- SUPPLIED TEXT -
☆ ☆ ☆ ☆

Courses run asynchronously and are conducted exclusively within Fordham University's online learning space, Fordham Blackboard, between May 28 and August 6. Visitors must register by May 12 to ensure timely receipt of login materials. 

Fordham students (FCRH, FCLC, GSB) should refer to the registration policies for more information.

Courses

ARHI 1101 PW1 Introduction to Art History: Europe (Closed)
Session III: May 28-August 6, 2019
Online

An introduction to the study of the art of Europe through key paintings, sculptures, architecture, and other art forms. Form, style, context, function, and the changing role of the artist in society are explored. Attributes: Fine Arts

CRN: 10052
Instructor: Pancza-Graham
3 credits


CBBU 1006 PW1 Special Topic: Leadership IP
Session I: May 28-June 27, 2019
Online

Being an effective leader in any organization will require individuals to be self-aware, as well as to understand how they impact the world around them. Mounting evidence suggests that a significant determinant of leadership effectiveness is having an accurate perception of one's own behavior (e.g., decision-making tendencies, approaches to resolving conflict, motivational effectiveness, etc.). Students will learn about leadership theories and explore their own behaviors. This 1-credit course fulfills the Leadership IP requirement for the Gabelli School of Business and is limited to full-time Gabelli School of Business students graduating in summer or fall 2019.

CRN: 10067
Instructor: Jason
1 credits


CMBU 2665 PW1 Business Communication (Closed)

☆ ☆ ☆ ☆

- ENTRIES PROVIDED -
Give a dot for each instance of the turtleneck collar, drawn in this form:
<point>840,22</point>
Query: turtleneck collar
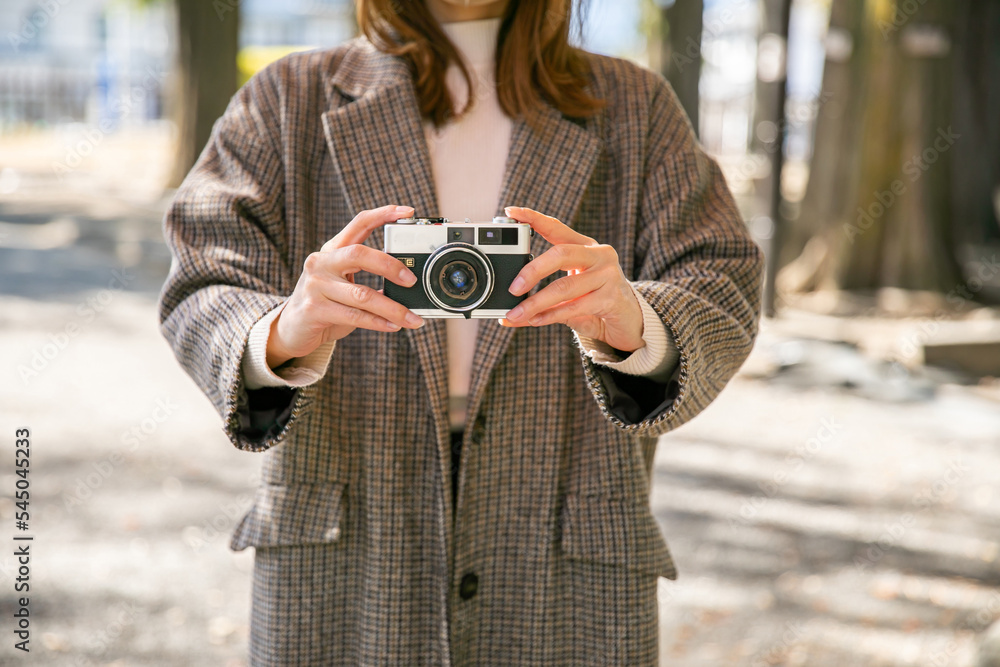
<point>475,40</point>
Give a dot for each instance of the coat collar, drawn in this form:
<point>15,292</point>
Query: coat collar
<point>375,135</point>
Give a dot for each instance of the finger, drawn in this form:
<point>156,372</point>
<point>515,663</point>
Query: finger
<point>557,258</point>
<point>559,291</point>
<point>551,230</point>
<point>587,305</point>
<point>364,223</point>
<point>366,299</point>
<point>349,260</point>
<point>338,314</point>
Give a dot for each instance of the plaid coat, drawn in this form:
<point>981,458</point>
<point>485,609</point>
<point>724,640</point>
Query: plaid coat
<point>550,555</point>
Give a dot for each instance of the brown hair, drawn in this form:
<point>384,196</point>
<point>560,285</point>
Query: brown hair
<point>535,61</point>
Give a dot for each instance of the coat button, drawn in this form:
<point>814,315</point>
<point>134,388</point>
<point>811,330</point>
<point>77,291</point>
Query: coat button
<point>468,587</point>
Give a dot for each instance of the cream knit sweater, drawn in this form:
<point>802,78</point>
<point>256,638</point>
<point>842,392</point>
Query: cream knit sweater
<point>468,158</point>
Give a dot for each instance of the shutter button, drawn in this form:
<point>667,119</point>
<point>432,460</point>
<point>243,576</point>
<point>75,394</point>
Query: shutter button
<point>469,586</point>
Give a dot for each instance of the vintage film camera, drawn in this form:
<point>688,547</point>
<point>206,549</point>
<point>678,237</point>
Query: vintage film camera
<point>463,269</point>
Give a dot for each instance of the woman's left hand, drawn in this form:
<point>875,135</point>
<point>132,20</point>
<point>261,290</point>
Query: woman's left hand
<point>594,299</point>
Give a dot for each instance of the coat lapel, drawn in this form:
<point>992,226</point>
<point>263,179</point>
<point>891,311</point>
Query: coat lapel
<point>376,139</point>
<point>375,136</point>
<point>549,166</point>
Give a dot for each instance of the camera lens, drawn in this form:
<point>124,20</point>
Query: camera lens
<point>458,279</point>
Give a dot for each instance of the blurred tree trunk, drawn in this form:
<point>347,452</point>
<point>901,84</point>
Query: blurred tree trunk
<point>879,196</point>
<point>679,55</point>
<point>206,77</point>
<point>976,179</point>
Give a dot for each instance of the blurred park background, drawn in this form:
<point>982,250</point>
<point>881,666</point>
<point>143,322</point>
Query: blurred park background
<point>837,506</point>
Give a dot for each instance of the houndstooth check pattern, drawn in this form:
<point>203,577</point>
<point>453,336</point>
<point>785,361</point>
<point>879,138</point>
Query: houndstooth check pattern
<point>359,549</point>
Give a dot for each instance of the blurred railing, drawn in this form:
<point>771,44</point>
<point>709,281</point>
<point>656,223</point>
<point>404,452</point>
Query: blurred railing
<point>46,95</point>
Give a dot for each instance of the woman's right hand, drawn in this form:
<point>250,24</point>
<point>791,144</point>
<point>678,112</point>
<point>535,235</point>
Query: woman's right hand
<point>327,304</point>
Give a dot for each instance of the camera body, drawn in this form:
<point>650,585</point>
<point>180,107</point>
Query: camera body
<point>463,269</point>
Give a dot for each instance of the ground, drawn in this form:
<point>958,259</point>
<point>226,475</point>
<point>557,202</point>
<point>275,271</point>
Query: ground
<point>827,510</point>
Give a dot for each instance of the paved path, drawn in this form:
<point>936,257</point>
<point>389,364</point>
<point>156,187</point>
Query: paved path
<point>812,524</point>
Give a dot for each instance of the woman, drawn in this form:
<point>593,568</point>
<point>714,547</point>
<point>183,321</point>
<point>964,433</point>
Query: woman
<point>537,546</point>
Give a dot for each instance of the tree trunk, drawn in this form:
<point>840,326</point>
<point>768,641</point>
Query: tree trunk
<point>976,178</point>
<point>206,77</point>
<point>880,188</point>
<point>680,27</point>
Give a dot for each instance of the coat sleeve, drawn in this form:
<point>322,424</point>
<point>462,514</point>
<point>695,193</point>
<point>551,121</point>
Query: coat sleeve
<point>227,235</point>
<point>698,267</point>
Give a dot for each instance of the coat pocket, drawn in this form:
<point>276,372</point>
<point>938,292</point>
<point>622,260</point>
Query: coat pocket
<point>287,515</point>
<point>615,532</point>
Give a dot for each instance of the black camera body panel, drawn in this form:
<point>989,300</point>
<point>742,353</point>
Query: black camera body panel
<point>505,269</point>
<point>463,269</point>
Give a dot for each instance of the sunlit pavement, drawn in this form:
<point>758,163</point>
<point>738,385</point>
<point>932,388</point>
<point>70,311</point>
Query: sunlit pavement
<point>812,523</point>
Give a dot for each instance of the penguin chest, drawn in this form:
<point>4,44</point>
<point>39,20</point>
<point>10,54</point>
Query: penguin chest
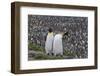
<point>57,45</point>
<point>49,42</point>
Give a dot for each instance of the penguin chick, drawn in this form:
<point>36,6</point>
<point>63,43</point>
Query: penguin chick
<point>49,42</point>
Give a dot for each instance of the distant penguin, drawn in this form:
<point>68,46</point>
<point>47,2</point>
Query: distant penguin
<point>57,44</point>
<point>49,42</point>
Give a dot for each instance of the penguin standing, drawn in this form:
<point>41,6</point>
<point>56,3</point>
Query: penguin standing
<point>57,44</point>
<point>49,42</point>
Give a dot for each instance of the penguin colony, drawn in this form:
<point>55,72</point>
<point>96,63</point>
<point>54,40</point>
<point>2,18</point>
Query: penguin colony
<point>53,44</point>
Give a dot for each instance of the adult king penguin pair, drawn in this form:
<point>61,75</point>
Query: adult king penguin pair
<point>53,44</point>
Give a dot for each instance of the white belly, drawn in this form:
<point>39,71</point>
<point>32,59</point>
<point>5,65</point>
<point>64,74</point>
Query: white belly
<point>57,45</point>
<point>49,43</point>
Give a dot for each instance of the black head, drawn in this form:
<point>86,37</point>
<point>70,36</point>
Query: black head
<point>50,30</point>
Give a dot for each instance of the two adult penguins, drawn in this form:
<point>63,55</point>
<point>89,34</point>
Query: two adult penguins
<point>53,44</point>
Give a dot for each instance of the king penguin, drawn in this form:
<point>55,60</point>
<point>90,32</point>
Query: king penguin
<point>49,42</point>
<point>57,44</point>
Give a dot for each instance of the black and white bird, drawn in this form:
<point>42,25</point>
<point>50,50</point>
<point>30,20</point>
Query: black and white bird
<point>57,43</point>
<point>49,42</point>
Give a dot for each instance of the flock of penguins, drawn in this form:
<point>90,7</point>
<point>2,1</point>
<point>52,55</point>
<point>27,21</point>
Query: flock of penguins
<point>53,44</point>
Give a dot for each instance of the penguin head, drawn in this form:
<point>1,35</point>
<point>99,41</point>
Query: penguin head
<point>65,34</point>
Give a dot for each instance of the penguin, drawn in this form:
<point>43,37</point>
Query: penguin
<point>57,44</point>
<point>49,42</point>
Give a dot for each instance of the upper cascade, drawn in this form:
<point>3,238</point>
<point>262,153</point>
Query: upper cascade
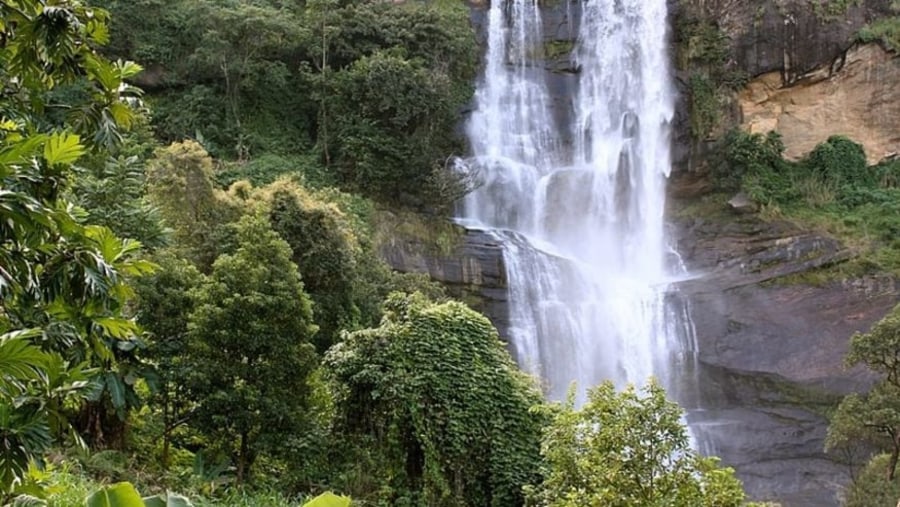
<point>579,206</point>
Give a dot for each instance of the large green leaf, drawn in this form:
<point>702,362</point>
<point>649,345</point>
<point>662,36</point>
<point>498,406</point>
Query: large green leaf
<point>122,494</point>
<point>328,499</point>
<point>63,148</point>
<point>20,360</point>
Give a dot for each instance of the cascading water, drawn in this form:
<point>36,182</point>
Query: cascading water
<point>579,207</point>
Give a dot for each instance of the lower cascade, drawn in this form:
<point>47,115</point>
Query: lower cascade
<point>578,198</point>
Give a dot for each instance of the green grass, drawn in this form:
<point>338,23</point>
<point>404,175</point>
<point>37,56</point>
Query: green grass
<point>68,483</point>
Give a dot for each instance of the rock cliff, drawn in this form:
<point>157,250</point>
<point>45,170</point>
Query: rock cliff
<point>770,337</point>
<point>770,347</point>
<point>857,96</point>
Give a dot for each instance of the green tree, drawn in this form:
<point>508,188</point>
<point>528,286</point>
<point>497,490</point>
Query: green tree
<point>437,405</point>
<point>180,184</point>
<point>390,143</point>
<point>165,301</point>
<point>62,283</point>
<point>250,348</point>
<point>873,419</point>
<point>628,450</point>
<point>324,248</point>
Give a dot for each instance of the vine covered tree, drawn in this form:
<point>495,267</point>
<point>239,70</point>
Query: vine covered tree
<point>250,348</point>
<point>628,449</point>
<point>62,282</point>
<point>437,396</point>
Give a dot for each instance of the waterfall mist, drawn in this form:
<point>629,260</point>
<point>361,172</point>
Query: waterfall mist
<point>579,206</point>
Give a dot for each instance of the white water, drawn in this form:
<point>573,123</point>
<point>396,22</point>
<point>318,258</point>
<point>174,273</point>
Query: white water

☆ ☆ ☆ ☆

- THINGS TO DO -
- 1) Edit the summer online courses text from "Being an effective" and going on through "Business Communication (Closed)", putting "self-reflective" wherever "self-aware" appears.
- 2) According to the summer online courses text, by what date must visitors register to receive their login materials on time?

- SET OF ANSWERS -
- 1)
Being an effective leader in any organization will require individuals to be self-reflective, as well as to understand how they impact the world around them. Mounting evidence suggests that a significant determinant of leadership effectiveness is having an accurate perception of one's own behavior (e.g., decision-making tendencies, approaches to resolving conflict, motivational effectiveness, etc.). Students will learn about leadership theories and explore their own behaviors. This 1-credit course fulfills the Leadership IP requirement for the Gabelli School of Business and is limited to full-time Gabelli School of Business students graduating in summer or fall 2019.

CRN: 10067
Instructor: Jason
1 credits


CMBU 2665 PW1 Business Communication (Closed)

- 2) May 12